# YOUR ASSIGNMENT
Write out again, exactly as they appear, the lines from the start of the data below through the line with "Target: metal support leg"; no pictures.

(Extracted data entries)
..........
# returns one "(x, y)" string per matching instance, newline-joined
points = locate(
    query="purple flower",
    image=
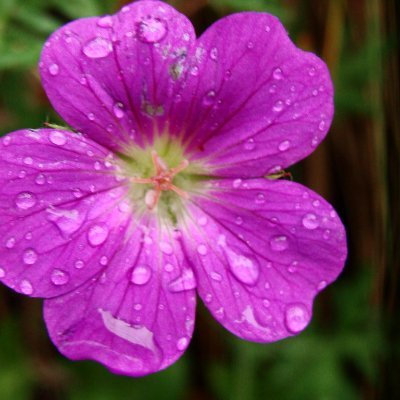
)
(168, 190)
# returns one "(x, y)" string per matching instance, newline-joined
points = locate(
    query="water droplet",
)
(40, 179)
(278, 106)
(182, 343)
(10, 243)
(244, 269)
(26, 287)
(249, 144)
(54, 69)
(296, 317)
(29, 256)
(97, 235)
(118, 110)
(322, 285)
(209, 98)
(260, 198)
(58, 138)
(141, 274)
(104, 261)
(185, 282)
(277, 74)
(59, 277)
(283, 146)
(97, 48)
(25, 200)
(105, 22)
(279, 243)
(151, 30)
(310, 221)
(214, 54)
(166, 248)
(79, 264)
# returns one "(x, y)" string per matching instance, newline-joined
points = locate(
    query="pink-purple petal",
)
(261, 251)
(59, 220)
(257, 103)
(138, 316)
(114, 77)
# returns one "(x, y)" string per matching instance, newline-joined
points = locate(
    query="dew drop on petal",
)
(59, 277)
(182, 343)
(118, 110)
(278, 106)
(54, 69)
(141, 274)
(296, 317)
(97, 235)
(58, 138)
(26, 287)
(29, 256)
(283, 146)
(25, 200)
(185, 282)
(277, 74)
(151, 30)
(279, 243)
(105, 22)
(97, 48)
(310, 221)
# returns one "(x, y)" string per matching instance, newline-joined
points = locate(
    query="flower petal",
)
(59, 223)
(137, 317)
(258, 104)
(114, 77)
(262, 250)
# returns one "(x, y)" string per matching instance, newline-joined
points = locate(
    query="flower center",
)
(162, 181)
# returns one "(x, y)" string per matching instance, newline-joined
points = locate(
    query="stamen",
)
(161, 181)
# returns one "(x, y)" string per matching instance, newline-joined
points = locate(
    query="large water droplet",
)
(244, 269)
(54, 69)
(58, 138)
(277, 74)
(118, 110)
(25, 200)
(59, 277)
(296, 317)
(278, 106)
(97, 235)
(182, 343)
(151, 30)
(310, 221)
(97, 48)
(29, 256)
(185, 282)
(141, 274)
(26, 287)
(279, 243)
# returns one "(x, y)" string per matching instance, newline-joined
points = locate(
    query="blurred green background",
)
(351, 349)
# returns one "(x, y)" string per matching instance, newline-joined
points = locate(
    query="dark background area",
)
(351, 349)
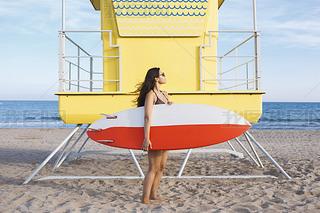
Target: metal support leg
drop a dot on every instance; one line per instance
(244, 148)
(267, 154)
(69, 150)
(136, 163)
(184, 163)
(61, 154)
(84, 143)
(233, 149)
(52, 154)
(254, 151)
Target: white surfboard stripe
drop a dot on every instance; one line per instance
(172, 115)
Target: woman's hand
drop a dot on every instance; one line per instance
(146, 144)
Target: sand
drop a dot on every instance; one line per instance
(297, 151)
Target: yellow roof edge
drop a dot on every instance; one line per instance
(220, 2)
(172, 93)
(96, 4)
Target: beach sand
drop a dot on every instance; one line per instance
(297, 151)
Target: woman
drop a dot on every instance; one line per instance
(150, 94)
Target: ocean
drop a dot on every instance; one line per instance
(44, 114)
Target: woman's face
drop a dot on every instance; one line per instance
(162, 78)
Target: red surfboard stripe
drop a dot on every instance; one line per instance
(169, 137)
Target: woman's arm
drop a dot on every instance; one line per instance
(148, 105)
(167, 96)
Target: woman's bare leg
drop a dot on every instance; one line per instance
(158, 177)
(154, 158)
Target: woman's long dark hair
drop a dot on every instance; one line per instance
(146, 86)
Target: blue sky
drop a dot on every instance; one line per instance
(290, 44)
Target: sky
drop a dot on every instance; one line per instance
(290, 45)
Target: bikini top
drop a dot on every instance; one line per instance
(159, 101)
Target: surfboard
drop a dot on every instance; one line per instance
(176, 126)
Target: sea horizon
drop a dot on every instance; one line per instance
(45, 114)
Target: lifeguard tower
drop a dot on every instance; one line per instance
(179, 36)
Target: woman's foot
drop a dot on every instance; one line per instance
(144, 201)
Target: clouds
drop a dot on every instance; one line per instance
(34, 17)
(290, 23)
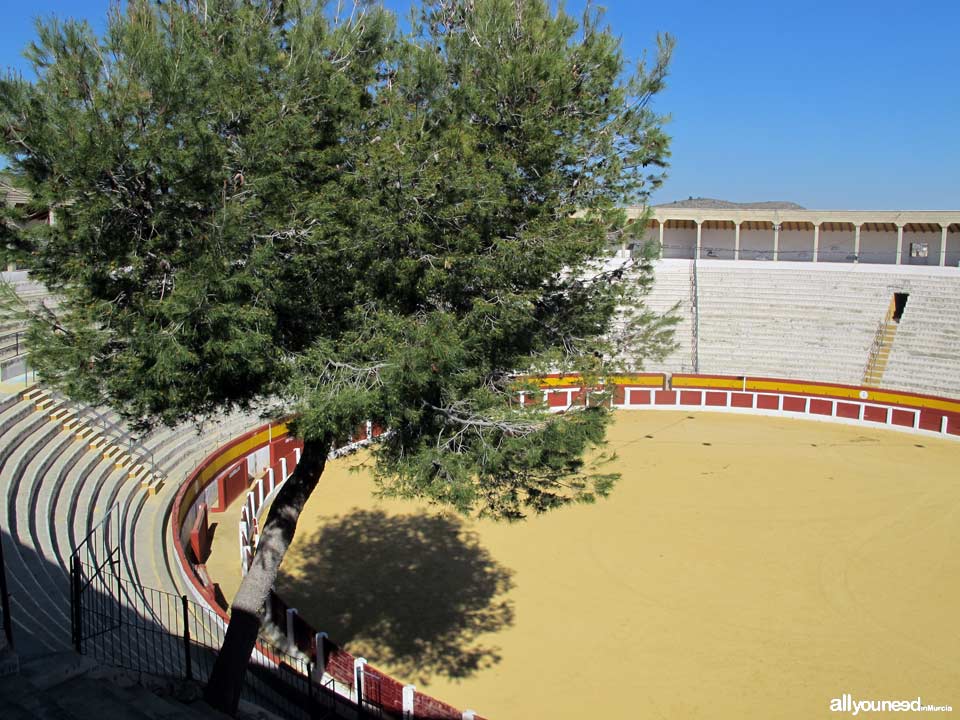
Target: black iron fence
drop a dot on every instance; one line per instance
(123, 624)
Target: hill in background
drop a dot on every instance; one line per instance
(712, 204)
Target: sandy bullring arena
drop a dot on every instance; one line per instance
(743, 567)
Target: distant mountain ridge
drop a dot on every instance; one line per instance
(713, 204)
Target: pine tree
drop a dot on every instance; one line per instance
(257, 201)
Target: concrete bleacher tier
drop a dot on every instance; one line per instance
(816, 322)
(55, 488)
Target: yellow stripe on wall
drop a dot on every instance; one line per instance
(889, 397)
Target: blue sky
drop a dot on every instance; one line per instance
(834, 105)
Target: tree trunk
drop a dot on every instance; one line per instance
(246, 615)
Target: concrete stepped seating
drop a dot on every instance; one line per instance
(66, 686)
(54, 488)
(816, 323)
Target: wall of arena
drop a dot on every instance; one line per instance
(814, 321)
(258, 462)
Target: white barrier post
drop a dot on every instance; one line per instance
(409, 691)
(243, 550)
(320, 668)
(291, 614)
(358, 666)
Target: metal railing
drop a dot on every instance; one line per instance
(123, 624)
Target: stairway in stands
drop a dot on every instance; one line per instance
(880, 354)
(55, 488)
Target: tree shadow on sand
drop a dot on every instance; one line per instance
(412, 593)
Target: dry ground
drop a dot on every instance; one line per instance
(743, 567)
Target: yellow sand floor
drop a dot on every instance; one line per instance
(744, 567)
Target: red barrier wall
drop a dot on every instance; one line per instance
(232, 484)
(200, 536)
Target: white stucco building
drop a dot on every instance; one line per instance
(898, 237)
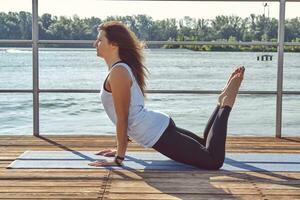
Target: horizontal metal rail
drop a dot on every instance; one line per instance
(90, 42)
(149, 91)
(214, 0)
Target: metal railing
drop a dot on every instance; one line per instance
(35, 42)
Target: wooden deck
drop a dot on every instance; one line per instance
(154, 185)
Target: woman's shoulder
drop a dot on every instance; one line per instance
(120, 74)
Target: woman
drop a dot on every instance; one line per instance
(123, 95)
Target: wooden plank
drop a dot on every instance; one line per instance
(153, 184)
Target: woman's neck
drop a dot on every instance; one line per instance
(112, 60)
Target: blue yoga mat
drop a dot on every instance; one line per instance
(153, 161)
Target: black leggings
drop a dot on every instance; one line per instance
(186, 147)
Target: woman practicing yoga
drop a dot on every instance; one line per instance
(122, 96)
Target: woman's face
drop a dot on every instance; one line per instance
(102, 45)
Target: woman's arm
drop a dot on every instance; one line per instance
(120, 83)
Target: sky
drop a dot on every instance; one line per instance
(155, 9)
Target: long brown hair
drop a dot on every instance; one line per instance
(130, 49)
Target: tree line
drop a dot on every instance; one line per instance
(17, 25)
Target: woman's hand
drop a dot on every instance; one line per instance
(99, 163)
(107, 152)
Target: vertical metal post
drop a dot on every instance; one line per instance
(280, 51)
(35, 67)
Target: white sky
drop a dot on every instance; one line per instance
(155, 9)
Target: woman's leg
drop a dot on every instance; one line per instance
(185, 149)
(210, 122)
(191, 134)
(206, 130)
(216, 138)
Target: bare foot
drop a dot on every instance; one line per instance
(232, 89)
(223, 93)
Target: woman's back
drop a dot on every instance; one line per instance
(144, 126)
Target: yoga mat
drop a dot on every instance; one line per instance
(153, 161)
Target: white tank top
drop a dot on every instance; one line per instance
(144, 126)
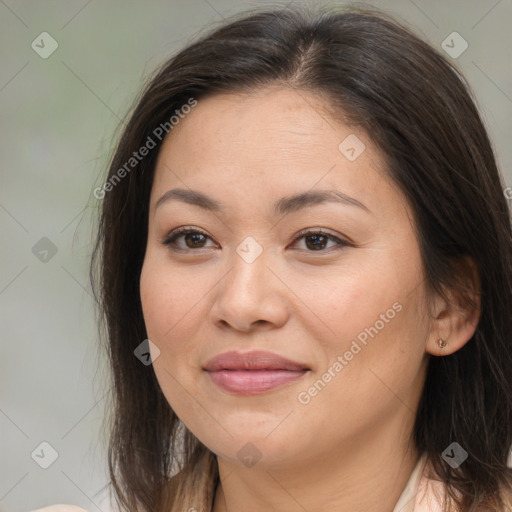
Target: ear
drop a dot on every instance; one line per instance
(456, 317)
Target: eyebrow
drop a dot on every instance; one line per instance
(287, 204)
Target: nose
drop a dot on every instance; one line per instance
(251, 294)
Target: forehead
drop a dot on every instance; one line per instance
(258, 144)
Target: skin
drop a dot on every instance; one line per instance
(349, 448)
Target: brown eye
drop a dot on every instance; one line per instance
(193, 238)
(316, 241)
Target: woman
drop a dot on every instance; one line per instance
(303, 229)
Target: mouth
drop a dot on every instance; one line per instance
(253, 372)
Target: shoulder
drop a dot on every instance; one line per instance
(60, 508)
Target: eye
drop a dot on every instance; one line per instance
(195, 239)
(319, 238)
(192, 235)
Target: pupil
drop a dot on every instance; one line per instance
..........
# RESPONSE AREA
# returns one "(x, y)" string per matching instance, newline-joined
points = locate(
    query="purple flower",
    image=
)
(168, 190)
# returns one "(x, y)" string per matching instance, newline-joined
points = locate(
    query="water droplet",
)
(40, 179)
(278, 106)
(182, 343)
(10, 243)
(244, 269)
(26, 287)
(249, 144)
(54, 69)
(296, 317)
(29, 256)
(97, 235)
(118, 110)
(322, 285)
(209, 98)
(260, 198)
(58, 138)
(141, 274)
(104, 261)
(185, 282)
(277, 74)
(59, 277)
(283, 146)
(97, 48)
(25, 200)
(105, 22)
(279, 243)
(151, 30)
(310, 221)
(214, 54)
(166, 248)
(79, 264)
# returns one "(x, y)" string per matching instance, newline-joined
points = locate(
    query="pink-purple petal",
)
(261, 251)
(59, 220)
(257, 103)
(138, 316)
(114, 77)
# returns one "(x, y)" string per matching instance, newline-joined
points = locate(
    query="dew drop on petal",
)
(59, 277)
(182, 343)
(118, 110)
(278, 106)
(54, 69)
(141, 274)
(296, 317)
(97, 235)
(58, 138)
(26, 287)
(29, 256)
(283, 146)
(25, 200)
(185, 282)
(277, 74)
(151, 30)
(279, 243)
(105, 22)
(97, 48)
(310, 221)
# returns one "(x, y)" string per matching instance, newline-joined
points = locate(
    query="flower petal",
)
(59, 223)
(137, 317)
(258, 104)
(114, 77)
(262, 250)
# returns one "(x, y)" string per matching instance, newline-joined
points = locate(
    query="flower center",
)
(162, 181)
# returns one "(x, y)" string per matching instance, newline-joined
points = locate(
    query="stamen",
)
(161, 181)
# returns one "(x, y)" string per matching instance, newline-joined
points = locate(
    query="large water droplet",
)
(244, 269)
(54, 69)
(58, 138)
(277, 74)
(118, 110)
(25, 200)
(59, 277)
(296, 317)
(278, 106)
(97, 235)
(182, 343)
(151, 30)
(310, 221)
(97, 48)
(29, 256)
(185, 282)
(141, 274)
(26, 287)
(279, 243)
# returns one "(x, y)" string per matching instance, newline-joined
points = locate(
    query="blurred green background",
)
(351, 349)
# returns one "(x, y)" string per matching instance, newline-joined
points = locate(
    query="dark background area",
)
(351, 349)
Target: metal support leg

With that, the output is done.